§ Direction 1
Transcribe the passage from the forecasting pipeline notes below, from "Models for Time" up to and including "via environment variable/argument.".

§ Extract provided

Begin

Model Development & Iteration

Models for Time Series Forecasting

Configuration Management

  • Uses config/edf_config.yaml version-controlled in Git.

  • File uploaded to S3 by CI/CD.

  • Scripts load config from S3 URI passed via environment variable/argument.

  • Includes sections for feature_engineering, training (with nested model hyperparameters), evaluation (thresholds), inference (schedule, instance types, DB config).

  • Secrets managed via AWS Secrets Manager / SSM Parameter Store.

Infrastructure as Code (Terraform)

  • Manages all AWS resources for EDF pipelines.

  • Stacks:

    • training_edf: ECR Repo (edf-training-container), Model Package Group (EDFBuildingDemandForecaster), Lambda (RegisterEDFModelFunction), Step Function (EDFTrainingWorkflow), associated IAM roles. Optionally Feature Group (edf-building-features). Requires outputs from ingestion.

End

§ Direction 2
How many lines in the rows below contain the string "body"? Case counts. Reply with the number only.

Object point labels
Begin

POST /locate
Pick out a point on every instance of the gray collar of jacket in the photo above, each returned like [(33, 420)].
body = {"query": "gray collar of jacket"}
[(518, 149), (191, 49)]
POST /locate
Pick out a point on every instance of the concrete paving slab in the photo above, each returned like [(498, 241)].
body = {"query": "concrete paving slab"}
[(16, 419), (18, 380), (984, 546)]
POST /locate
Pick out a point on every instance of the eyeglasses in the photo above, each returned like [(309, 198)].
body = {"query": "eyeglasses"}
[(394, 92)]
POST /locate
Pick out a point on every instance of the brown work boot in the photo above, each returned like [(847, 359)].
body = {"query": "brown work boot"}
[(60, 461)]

End

§ Full response 1
Models for Time Series Forecasting

Configuration Management

  • Uses config/edf_config.yaml version-controlled in Git.

  • File uploaded to S3 by CI/CD.

  • Scripts load config from S3 URI passed via environment variable/argument.

§ Full response 2
4